Retype every entry below without altering anything.

++++++++

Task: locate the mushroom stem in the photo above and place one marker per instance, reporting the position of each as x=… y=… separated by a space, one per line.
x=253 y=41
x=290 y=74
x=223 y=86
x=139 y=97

++++++++

Result for this task.
Task: locate the mushroom stem in the photo above and place one marker per instance, reporting the position of each as x=… y=… separated by a space, one per line.
x=253 y=41
x=290 y=74
x=223 y=86
x=139 y=97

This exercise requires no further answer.